New Hyperhidrosis Surgery Saves Cop’s Job

The 8 million Americans living with hyperhidrosis have to cope with excessive sweating that often interrupts their daily lives. In fact, those with hyperhidrosis sweat four to five times as much as the average person. For many people, including Officer Benjamin Hetrick, the symptoms go beyond just the physical.

Hetrick explained that he would often be in a constant state of panic, worried about his sweaty hands on the job — which, in turn, would cause him to sweat more. Conventionally accepted hyperhidrosis treatments like medicines, creams, and electric current therapy failed to work for the new police academy graduate.

Although his condition didn’t keep him from graduating, simple tasks that most police officers take for granted took Hetrick much longer: things like gripping and steering the wheel of his patrol car, putting on gloves, and handling suspects.

But Hetrick then heard about a new surgical procedure being used to treat hyperhidrosis. Developed by thoracic surgeon David Nielson, sympathectomy is less invasive than other surgeries that have been used to treat the condition. The surgery involves cutting the nerve that carries “sweat signals” from the brain — the communication that tells body parts to produce sweat. Normally, surgeons use large, multiple incisions to accomplish these results. Nielsen is able to use just one. Patients experience a dramatic change in the amount of sweat they produce, thus having an overwhelmingly positive impact on their lives.
──────
**TASK TO COMPLETE**: Reproduce the entire hyperhidrosis surgery article above word for word, including its title.

**SUPPLIED INFORMATION**:
──────
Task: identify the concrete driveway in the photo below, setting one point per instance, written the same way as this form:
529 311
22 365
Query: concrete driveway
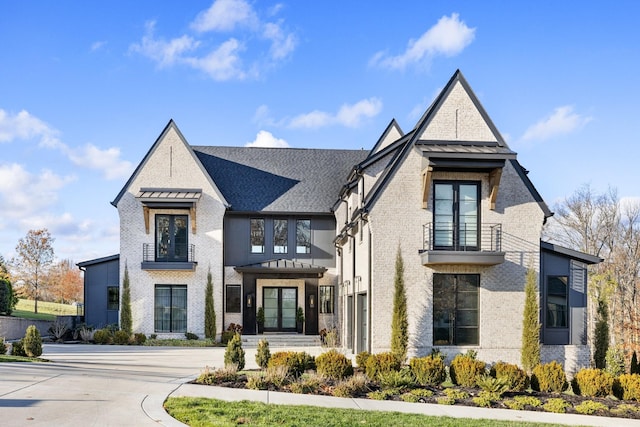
91 385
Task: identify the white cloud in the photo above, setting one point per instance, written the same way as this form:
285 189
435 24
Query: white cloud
225 15
163 52
25 126
447 38
561 122
350 115
224 61
107 161
266 139
221 64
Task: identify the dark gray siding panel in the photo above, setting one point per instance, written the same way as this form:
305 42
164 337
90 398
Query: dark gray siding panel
97 277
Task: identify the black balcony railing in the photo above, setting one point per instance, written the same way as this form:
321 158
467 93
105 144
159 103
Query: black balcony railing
462 237
185 253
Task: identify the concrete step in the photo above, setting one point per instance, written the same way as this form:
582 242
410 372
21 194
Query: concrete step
282 340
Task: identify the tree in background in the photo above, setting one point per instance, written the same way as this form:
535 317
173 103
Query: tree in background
125 304
34 256
65 282
605 226
209 310
399 322
530 353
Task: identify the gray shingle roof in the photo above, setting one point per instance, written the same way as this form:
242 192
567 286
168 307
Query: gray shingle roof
278 179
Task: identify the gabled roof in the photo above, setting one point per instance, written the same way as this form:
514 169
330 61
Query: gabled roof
476 149
170 126
278 179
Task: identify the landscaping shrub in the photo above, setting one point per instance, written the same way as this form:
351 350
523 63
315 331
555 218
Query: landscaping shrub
428 370
465 370
32 342
381 362
121 337
627 387
263 354
296 362
592 382
234 354
516 378
549 377
333 364
103 336
361 359
139 338
17 349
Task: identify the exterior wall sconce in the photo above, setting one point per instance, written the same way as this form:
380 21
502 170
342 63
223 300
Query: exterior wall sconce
250 299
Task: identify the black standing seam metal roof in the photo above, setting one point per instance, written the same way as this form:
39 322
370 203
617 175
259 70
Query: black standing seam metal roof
278 179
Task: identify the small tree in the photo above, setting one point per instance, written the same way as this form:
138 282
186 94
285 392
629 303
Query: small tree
32 342
530 353
234 354
601 338
35 255
8 299
125 305
399 322
209 310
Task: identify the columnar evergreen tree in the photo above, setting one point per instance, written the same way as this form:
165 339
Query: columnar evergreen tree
399 322
601 337
530 353
209 310
125 304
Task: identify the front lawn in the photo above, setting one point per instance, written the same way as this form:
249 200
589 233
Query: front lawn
211 412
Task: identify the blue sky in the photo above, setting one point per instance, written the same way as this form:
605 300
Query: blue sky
87 87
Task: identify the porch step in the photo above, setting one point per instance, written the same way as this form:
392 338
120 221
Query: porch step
282 340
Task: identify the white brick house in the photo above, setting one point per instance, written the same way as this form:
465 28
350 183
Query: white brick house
320 230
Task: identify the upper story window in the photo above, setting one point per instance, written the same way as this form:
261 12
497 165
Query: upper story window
456 215
171 237
257 235
303 236
280 236
557 311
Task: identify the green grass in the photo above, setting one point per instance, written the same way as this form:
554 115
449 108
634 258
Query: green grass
6 358
46 310
197 412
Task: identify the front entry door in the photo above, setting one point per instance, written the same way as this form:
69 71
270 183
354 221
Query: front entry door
280 305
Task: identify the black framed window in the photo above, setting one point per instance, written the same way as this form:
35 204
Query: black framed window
170 308
557 310
280 236
233 299
303 236
326 299
113 297
257 235
171 237
456 309
456 215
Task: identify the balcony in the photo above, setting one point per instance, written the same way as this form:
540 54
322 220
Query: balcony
463 244
181 259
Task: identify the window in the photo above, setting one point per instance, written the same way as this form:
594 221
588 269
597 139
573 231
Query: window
113 297
557 302
326 299
303 236
280 236
233 299
171 308
257 235
171 238
455 309
456 215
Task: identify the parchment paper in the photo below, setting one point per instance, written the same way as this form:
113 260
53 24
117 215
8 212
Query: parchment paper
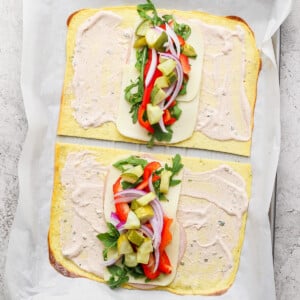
29 274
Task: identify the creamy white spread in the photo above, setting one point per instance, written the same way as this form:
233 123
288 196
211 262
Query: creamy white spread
83 180
224 110
210 210
101 50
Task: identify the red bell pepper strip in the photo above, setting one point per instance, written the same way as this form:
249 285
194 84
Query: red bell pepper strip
184 60
122 209
149 268
181 40
164 264
166 235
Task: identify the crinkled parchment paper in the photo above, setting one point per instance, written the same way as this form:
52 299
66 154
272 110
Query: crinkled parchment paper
29 274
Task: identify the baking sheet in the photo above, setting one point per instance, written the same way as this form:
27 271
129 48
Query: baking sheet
28 272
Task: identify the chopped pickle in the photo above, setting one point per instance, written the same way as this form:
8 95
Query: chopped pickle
142 257
165 181
123 245
133 174
188 50
143 27
144 213
156 39
146 247
134 205
167 67
140 42
154 113
131 260
133 222
161 82
172 77
135 237
146 199
157 95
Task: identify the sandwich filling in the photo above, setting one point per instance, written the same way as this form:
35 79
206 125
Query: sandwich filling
161 77
122 222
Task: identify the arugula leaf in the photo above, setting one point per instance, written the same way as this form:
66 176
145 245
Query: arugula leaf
131 160
134 92
118 276
109 238
183 89
148 11
175 169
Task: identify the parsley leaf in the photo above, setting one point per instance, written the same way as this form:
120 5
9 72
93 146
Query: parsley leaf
131 160
175 169
134 92
148 11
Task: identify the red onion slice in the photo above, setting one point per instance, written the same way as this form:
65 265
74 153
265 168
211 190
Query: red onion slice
150 184
120 226
130 193
152 68
157 257
179 72
114 219
157 222
125 199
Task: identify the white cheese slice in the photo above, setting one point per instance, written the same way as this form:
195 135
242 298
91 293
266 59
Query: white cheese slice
169 207
184 127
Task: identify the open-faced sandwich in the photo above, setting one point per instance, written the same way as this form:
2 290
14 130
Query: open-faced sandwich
148 221
182 78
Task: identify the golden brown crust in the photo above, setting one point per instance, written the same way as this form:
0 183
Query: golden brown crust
72 15
57 266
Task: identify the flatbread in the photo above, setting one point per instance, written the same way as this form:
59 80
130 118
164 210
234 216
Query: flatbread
211 136
212 210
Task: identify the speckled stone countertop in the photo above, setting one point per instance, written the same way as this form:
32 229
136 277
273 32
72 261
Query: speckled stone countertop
13 127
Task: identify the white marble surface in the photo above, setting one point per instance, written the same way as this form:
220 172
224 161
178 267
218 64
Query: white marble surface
13 127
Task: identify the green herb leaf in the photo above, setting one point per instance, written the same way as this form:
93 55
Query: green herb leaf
148 11
134 92
175 169
131 160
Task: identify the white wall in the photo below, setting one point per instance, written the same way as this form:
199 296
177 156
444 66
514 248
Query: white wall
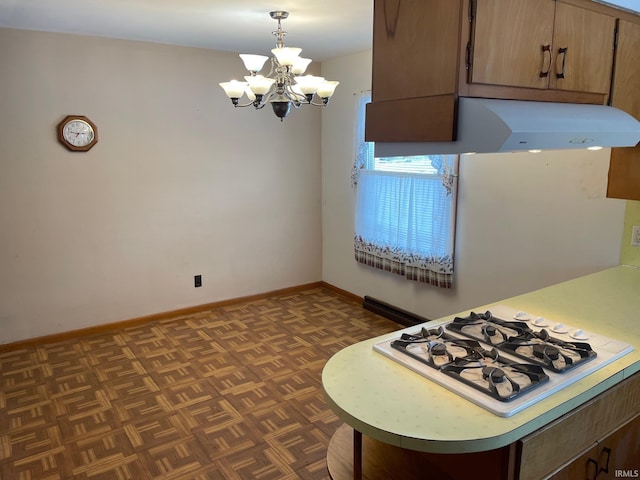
179 184
524 220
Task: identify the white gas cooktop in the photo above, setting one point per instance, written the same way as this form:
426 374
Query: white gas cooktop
606 351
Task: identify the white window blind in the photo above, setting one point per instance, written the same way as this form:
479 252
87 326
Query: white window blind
405 213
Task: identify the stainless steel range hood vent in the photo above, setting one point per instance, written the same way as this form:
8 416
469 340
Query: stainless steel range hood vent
487 125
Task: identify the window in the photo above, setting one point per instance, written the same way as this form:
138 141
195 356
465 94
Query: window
405 212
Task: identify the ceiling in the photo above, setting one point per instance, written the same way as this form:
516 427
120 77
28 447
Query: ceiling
324 29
──────
**YOUR RESPONSE**:
New Hyperhidrosis Surgery Saves Cop’s Job

The 8 million Americans living with hyperhidrosis have to cope with excessive sweating that often interrupts their daily lives. In fact, those with hyperhidrosis sweat four to five times as much as the average person. For many people, including Officer Benjamin Hetrick, the symptoms go beyond just the physical.

Hetrick explained that he would often be in a constant state of panic, worried about his sweaty hands on the job — which, in turn, would cause him to sweat more. Conventionally accepted hyperhidrosis treatments like medicines, creams, and electric current therapy failed to work for the new police academy graduate.

Although his condition didn’t keep him from graduating, simple tasks that most police officers take for granted took Hetrick much longer: things like gripping and steering the wheel of his patrol car, putting on gloves, and handling suspects.

But Hetrick then heard about a new surgical procedure being used to treat hyperhidrosis. Developed by thoracic surgeon David Nielson, sympathectomy is less invasive than other surgeries that have been used to treat the condition. The surgery involves cutting the nerve that carries “sweat signals” from the brain — the communication that tells body parts to produce sweat. Normally, surgeons use large, multiple incisions to accomplish these results. Nielsen is able to use just one. Patients experience a dramatic change in the amount of sweat they produce, thus having an overwhelmingly positive impact on their lives.